[Opening Data for processing section]

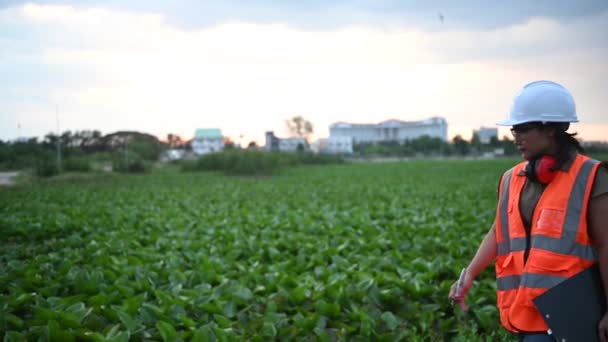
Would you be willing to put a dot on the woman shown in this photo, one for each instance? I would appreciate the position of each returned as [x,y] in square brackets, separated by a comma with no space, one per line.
[552,213]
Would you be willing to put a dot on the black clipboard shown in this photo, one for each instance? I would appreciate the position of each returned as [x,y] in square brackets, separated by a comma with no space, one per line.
[573,308]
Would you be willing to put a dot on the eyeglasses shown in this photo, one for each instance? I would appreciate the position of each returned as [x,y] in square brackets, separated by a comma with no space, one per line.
[523,128]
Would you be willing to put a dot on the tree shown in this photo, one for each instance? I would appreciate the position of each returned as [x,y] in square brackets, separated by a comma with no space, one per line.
[174,141]
[299,127]
[460,145]
[228,143]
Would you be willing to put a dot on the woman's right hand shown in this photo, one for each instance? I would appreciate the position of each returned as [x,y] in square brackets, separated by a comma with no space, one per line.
[458,292]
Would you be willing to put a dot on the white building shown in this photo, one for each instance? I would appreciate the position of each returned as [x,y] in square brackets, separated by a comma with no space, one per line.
[273,143]
[390,130]
[334,145]
[486,134]
[207,140]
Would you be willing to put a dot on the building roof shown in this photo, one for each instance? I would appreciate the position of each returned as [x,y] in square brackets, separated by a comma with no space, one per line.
[208,133]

[Closing Data for processing section]

### [Work instruction]
Reproduce, word for word, everything in the listing above except the pictures.

### [Response below]
Would you be willing to put a dot on the woman shown in this photo, one for each instance? I would appreciate the position of each returned as [x,y] in square brackets, separated by a comma with no space, one per line.
[552,213]
Would you be willing to put a dot on the black clipboard shown in this photo, one for each instance? I would appreciate the position of each returned as [x,y] in square brackets, separated by a comma with no space, one per line.
[573,308]
Would you be willing to put a dot on the eyeglasses shown in this photo, one for each instance? I would appreciate the position of each returned as [x,y] in square brackets, separated by a comma with no space, one per line.
[523,128]
Would you be willing to put a dot on the tree shown in this photo, one for each instance? I would appreciate the position of each returned as [x,y] in square brackets, separated by a comma with no space, one per line.
[174,141]
[299,127]
[460,145]
[228,143]
Would you be willing to put a dot on the woman's right hand shown in this photo, one for each instance? I would appreciate the position of each returned as [x,y] in square brackets, separated by a comma with no space, one per line.
[458,292]
Would you be willing to put a dot on the white building shown in this photo, one for each instance? I would appreciate the position of each returned as [x,y] in square brackets, separated by a comma with no space, one per line.
[273,143]
[390,130]
[334,145]
[486,134]
[207,140]
Would you be willing to put a dot on the building roof shown in this photo, one for each instance? I would appreciate the position of each returned as [x,y] in square brackets, separated by a comma with no space, one per line.
[208,133]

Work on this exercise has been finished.